→ WORK INSTRUCTIONS
Your answer is one number, how many lines in the entries include "head".

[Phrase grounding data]

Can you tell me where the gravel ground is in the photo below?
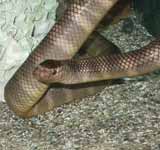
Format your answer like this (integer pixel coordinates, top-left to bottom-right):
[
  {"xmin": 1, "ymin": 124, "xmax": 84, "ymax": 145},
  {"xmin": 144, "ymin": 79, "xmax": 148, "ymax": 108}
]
[
  {"xmin": 1, "ymin": 79, "xmax": 160, "ymax": 150},
  {"xmin": 1, "ymin": 10, "xmax": 160, "ymax": 150}
]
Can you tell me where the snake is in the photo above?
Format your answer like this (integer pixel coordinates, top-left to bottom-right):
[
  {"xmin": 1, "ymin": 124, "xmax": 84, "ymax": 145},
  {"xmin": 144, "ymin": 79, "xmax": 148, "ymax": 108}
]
[
  {"xmin": 4, "ymin": 0, "xmax": 160, "ymax": 118},
  {"xmin": 34, "ymin": 38, "xmax": 160, "ymax": 84}
]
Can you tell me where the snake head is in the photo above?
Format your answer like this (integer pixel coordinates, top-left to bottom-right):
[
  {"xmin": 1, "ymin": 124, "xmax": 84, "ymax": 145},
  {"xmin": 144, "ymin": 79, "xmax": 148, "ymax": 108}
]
[{"xmin": 33, "ymin": 59, "xmax": 65, "ymax": 84}]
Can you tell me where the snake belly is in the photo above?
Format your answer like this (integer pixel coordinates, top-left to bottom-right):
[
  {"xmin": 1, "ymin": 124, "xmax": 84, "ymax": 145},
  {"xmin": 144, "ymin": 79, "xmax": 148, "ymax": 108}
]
[{"xmin": 4, "ymin": 0, "xmax": 118, "ymax": 117}]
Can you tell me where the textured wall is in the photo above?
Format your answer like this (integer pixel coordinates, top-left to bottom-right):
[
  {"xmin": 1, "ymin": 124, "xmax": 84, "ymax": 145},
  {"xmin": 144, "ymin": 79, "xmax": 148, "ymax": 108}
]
[{"xmin": 0, "ymin": 0, "xmax": 58, "ymax": 101}]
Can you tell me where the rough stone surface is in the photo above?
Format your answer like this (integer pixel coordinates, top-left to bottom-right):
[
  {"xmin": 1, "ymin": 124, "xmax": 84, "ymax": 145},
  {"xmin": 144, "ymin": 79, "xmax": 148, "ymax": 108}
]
[
  {"xmin": 0, "ymin": 0, "xmax": 58, "ymax": 101},
  {"xmin": 1, "ymin": 1, "xmax": 160, "ymax": 150}
]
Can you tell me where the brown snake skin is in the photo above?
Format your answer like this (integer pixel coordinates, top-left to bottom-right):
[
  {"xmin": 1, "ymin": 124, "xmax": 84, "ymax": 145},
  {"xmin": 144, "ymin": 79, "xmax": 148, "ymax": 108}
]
[{"xmin": 4, "ymin": 0, "xmax": 119, "ymax": 117}]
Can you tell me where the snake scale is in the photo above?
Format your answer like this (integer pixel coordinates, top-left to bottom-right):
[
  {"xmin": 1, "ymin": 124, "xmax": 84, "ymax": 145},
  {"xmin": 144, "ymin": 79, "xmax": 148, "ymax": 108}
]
[{"xmin": 4, "ymin": 0, "xmax": 160, "ymax": 118}]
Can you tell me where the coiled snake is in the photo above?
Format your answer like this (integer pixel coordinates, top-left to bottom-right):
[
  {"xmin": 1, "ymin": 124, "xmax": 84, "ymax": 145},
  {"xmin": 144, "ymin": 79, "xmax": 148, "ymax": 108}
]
[{"xmin": 4, "ymin": 0, "xmax": 160, "ymax": 118}]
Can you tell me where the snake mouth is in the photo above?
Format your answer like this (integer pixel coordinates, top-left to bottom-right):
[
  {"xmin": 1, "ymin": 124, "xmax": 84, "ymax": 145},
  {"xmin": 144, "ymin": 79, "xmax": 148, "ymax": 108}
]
[{"xmin": 33, "ymin": 66, "xmax": 54, "ymax": 84}]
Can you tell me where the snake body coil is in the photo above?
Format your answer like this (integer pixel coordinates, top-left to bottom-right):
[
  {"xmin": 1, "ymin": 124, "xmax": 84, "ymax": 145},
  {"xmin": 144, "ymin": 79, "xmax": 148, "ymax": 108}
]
[
  {"xmin": 5, "ymin": 0, "xmax": 160, "ymax": 118},
  {"xmin": 4, "ymin": 0, "xmax": 118, "ymax": 117}
]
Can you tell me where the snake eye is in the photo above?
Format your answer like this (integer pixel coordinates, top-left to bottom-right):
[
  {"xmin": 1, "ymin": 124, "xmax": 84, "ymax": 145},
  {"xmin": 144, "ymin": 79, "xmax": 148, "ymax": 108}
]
[{"xmin": 52, "ymin": 69, "xmax": 57, "ymax": 75}]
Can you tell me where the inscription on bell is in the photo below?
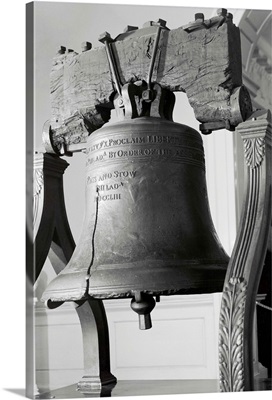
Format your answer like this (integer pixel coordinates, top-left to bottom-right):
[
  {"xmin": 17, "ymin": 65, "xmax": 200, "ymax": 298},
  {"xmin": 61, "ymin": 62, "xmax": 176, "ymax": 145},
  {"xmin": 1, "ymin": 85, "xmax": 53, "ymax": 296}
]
[
  {"xmin": 86, "ymin": 121, "xmax": 206, "ymax": 206},
  {"xmin": 108, "ymin": 148, "xmax": 172, "ymax": 159},
  {"xmin": 89, "ymin": 136, "xmax": 146, "ymax": 152},
  {"xmin": 96, "ymin": 183, "xmax": 123, "ymax": 191},
  {"xmin": 89, "ymin": 134, "xmax": 194, "ymax": 153},
  {"xmin": 96, "ymin": 193, "xmax": 121, "ymax": 202},
  {"xmin": 87, "ymin": 132, "xmax": 205, "ymax": 169},
  {"xmin": 87, "ymin": 170, "xmax": 137, "ymax": 184}
]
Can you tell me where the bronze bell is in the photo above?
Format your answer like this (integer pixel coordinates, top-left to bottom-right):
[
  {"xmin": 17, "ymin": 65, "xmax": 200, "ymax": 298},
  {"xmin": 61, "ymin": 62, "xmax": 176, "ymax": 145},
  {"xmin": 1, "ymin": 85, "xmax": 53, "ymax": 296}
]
[{"xmin": 42, "ymin": 83, "xmax": 229, "ymax": 329}]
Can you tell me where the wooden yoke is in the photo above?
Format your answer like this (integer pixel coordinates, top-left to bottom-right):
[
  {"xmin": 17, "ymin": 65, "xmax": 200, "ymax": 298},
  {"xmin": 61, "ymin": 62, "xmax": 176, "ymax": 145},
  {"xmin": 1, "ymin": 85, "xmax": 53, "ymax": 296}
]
[{"xmin": 44, "ymin": 9, "xmax": 252, "ymax": 156}]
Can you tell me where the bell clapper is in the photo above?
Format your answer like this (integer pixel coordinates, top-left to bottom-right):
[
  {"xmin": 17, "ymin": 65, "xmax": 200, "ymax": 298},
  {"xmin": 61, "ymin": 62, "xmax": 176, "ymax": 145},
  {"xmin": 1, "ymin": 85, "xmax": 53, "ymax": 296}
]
[{"xmin": 130, "ymin": 292, "xmax": 156, "ymax": 330}]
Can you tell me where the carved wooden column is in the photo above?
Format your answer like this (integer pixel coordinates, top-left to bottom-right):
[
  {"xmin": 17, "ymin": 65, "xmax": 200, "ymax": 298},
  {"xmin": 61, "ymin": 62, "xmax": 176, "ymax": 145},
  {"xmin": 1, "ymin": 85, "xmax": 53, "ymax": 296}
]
[
  {"xmin": 218, "ymin": 109, "xmax": 271, "ymax": 391},
  {"xmin": 76, "ymin": 299, "xmax": 116, "ymax": 393},
  {"xmin": 34, "ymin": 152, "xmax": 116, "ymax": 394}
]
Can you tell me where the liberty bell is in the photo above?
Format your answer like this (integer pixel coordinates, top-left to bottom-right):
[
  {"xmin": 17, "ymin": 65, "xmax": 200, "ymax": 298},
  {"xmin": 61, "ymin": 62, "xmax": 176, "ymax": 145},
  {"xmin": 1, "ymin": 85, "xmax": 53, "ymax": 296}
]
[{"xmin": 42, "ymin": 24, "xmax": 229, "ymax": 330}]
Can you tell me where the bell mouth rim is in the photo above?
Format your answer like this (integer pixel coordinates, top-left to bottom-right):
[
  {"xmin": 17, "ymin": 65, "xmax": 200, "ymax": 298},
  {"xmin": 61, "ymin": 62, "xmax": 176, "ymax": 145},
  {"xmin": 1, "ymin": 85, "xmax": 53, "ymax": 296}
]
[
  {"xmin": 88, "ymin": 286, "xmax": 224, "ymax": 300},
  {"xmin": 43, "ymin": 283, "xmax": 226, "ymax": 303},
  {"xmin": 87, "ymin": 258, "xmax": 228, "ymax": 300},
  {"xmin": 42, "ymin": 257, "xmax": 229, "ymax": 303}
]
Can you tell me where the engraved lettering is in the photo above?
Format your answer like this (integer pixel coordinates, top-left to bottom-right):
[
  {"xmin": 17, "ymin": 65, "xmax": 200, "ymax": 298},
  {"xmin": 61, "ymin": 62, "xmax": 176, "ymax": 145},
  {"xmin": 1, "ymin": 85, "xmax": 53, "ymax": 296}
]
[
  {"xmin": 105, "ymin": 148, "xmax": 173, "ymax": 159},
  {"xmin": 98, "ymin": 173, "xmax": 112, "ymax": 181},
  {"xmin": 89, "ymin": 136, "xmax": 147, "ymax": 153},
  {"xmin": 95, "ymin": 153, "xmax": 106, "ymax": 162},
  {"xmin": 87, "ymin": 170, "xmax": 137, "ymax": 186},
  {"xmin": 113, "ymin": 170, "xmax": 137, "ymax": 179},
  {"xmin": 132, "ymin": 137, "xmax": 145, "ymax": 144},
  {"xmin": 87, "ymin": 134, "xmax": 204, "ymax": 169},
  {"xmin": 87, "ymin": 176, "xmax": 97, "ymax": 184},
  {"xmin": 147, "ymin": 135, "xmax": 178, "ymax": 144},
  {"xmin": 95, "ymin": 193, "xmax": 122, "ymax": 202},
  {"xmin": 96, "ymin": 183, "xmax": 123, "ymax": 192}
]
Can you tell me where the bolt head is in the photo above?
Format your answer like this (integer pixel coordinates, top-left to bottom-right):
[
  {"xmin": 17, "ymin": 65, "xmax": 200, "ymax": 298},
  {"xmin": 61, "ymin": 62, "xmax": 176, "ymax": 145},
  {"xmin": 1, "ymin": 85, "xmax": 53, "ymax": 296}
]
[
  {"xmin": 142, "ymin": 89, "xmax": 153, "ymax": 102},
  {"xmin": 99, "ymin": 31, "xmax": 113, "ymax": 44},
  {"xmin": 155, "ymin": 18, "xmax": 167, "ymax": 27},
  {"xmin": 217, "ymin": 8, "xmax": 227, "ymax": 17},
  {"xmin": 201, "ymin": 129, "xmax": 212, "ymax": 135},
  {"xmin": 81, "ymin": 41, "xmax": 92, "ymax": 52},
  {"xmin": 195, "ymin": 13, "xmax": 204, "ymax": 21},
  {"xmin": 118, "ymin": 97, "xmax": 124, "ymax": 107},
  {"xmin": 57, "ymin": 46, "xmax": 66, "ymax": 55},
  {"xmin": 143, "ymin": 21, "xmax": 153, "ymax": 28},
  {"xmin": 123, "ymin": 25, "xmax": 138, "ymax": 33}
]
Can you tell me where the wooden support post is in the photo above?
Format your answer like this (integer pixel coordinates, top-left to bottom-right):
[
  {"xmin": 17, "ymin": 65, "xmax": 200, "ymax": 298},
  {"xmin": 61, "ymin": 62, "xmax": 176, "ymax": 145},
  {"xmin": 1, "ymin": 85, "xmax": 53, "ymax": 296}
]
[
  {"xmin": 76, "ymin": 299, "xmax": 116, "ymax": 393},
  {"xmin": 218, "ymin": 110, "xmax": 271, "ymax": 391}
]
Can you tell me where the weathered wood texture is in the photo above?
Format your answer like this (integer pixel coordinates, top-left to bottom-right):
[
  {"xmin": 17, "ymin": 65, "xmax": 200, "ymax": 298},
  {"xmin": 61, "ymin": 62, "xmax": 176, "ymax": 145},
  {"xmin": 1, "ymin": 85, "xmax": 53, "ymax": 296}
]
[{"xmin": 49, "ymin": 19, "xmax": 242, "ymax": 149}]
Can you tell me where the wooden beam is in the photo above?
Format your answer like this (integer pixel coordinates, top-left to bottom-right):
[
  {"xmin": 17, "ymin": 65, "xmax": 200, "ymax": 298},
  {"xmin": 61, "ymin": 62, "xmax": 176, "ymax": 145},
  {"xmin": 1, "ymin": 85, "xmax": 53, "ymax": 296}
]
[{"xmin": 48, "ymin": 16, "xmax": 245, "ymax": 150}]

→ EXPECTED ANSWER
2